─── Texte fourni
Libre d'attaches circonstantielles trop étroites, le
poème ne se déploie pourtant pas dans
l'abstraction.
L'enquête
de Colette Camelin sur l'imagination à
l'œuvre dans la poésie de Saint-John Perse
éprouve
l'écart entre une impérieuse volonté
de
présence au monde — « gardez
votre emprise au sol » —
et le rejet d'une adhésion sans réserve
à
l'éphémère de la vie
sociale ; elle
éclaire la tension entre ces deux aspirations et
désigne
une voie : « L'imagination
disperse les bornes
frontalières, ouvre à des vies lointaines dans le
temps
et l'espace (…). Les conquérants d'Anabase, les conquistadores de Vents, (…) les navigateurs
d'Amers,
tous sont des figures du poète, contemplant en imagination
la
diversité infinie des civilisations présentes et
passées »
(pp. 94-95).
Que cet élan ait
à voir avec les tribulations de qui est
né dans la « corbeille
antillaise » et
mort face aux îles de la côte varoise 2,
est indéniable — si l'on n'omet l'aspiration
évoquée dans une lettre à Gabriel
Frizeau, « vers
ces " pays " où nous ne cessons jamais de
vivre …
Îles ! » 3
qui assigne un sens à la vie et à
l'œuvre ici inextricablement mêlées.
──────
─── Données brutes
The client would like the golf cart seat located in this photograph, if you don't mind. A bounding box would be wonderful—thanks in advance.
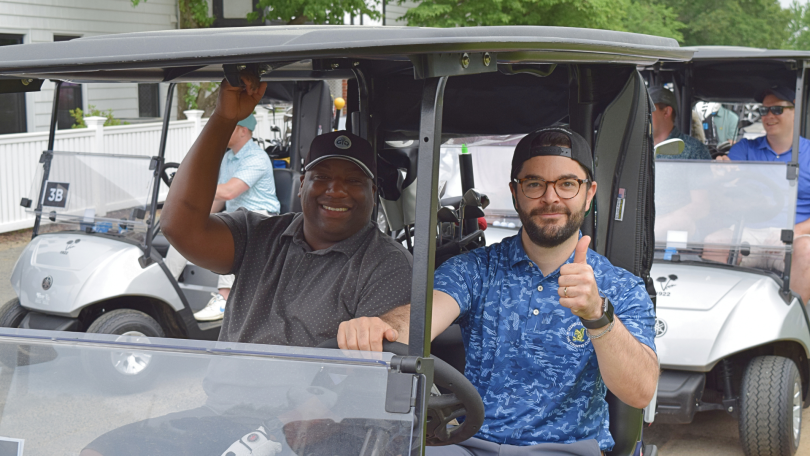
[152,233,171,258]
[273,168,293,214]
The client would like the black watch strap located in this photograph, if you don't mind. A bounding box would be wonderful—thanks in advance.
[579,297,613,329]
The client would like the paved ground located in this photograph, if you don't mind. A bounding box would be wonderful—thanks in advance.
[0,242,25,304]
[7,232,810,456]
[644,409,810,456]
──────
**Ce qui est demandé:**
a - D'après le texte fourni, en quoi l'imagination représente-t-elle la voie désignée par l'enquête de Colette Camelin ? Répondez en une à trois phrases.
b - Recopiez le passage du texte fourni qui va de « Que cet élan » jusqu'à « ici inextricablement mêlées. » inclus.
Les lignes ci-dessus ne sont pas nécessaires.

**Réponses rédigées:**
a - L'imagination disperse les bornes frontalières et ouvre à des vies lointaines dans le temps et l'espace. Ainsi, les conquérants d'Anabase, les conquistadores de Vents et les navigateurs d'Amers sont tous des figures du poète qui contemple en imagination la diversité infinie des civilisations présentes et passées.

b -
Que cet élan ait
à voir avec les tribulations de qui est
né dans la « corbeille
antillaise » et
mort face aux îles de la côte varoise 2,
est indéniable — si l'on n'omet l'aspiration
évoquée dans une lettre à Gabriel
Frizeau, « vers
ces " pays " où nous ne cessons jamais de
vivre …
Îles ! » 3
qui assigne un sens à la vie et à
l'œuvre ici inextricablement mêlées.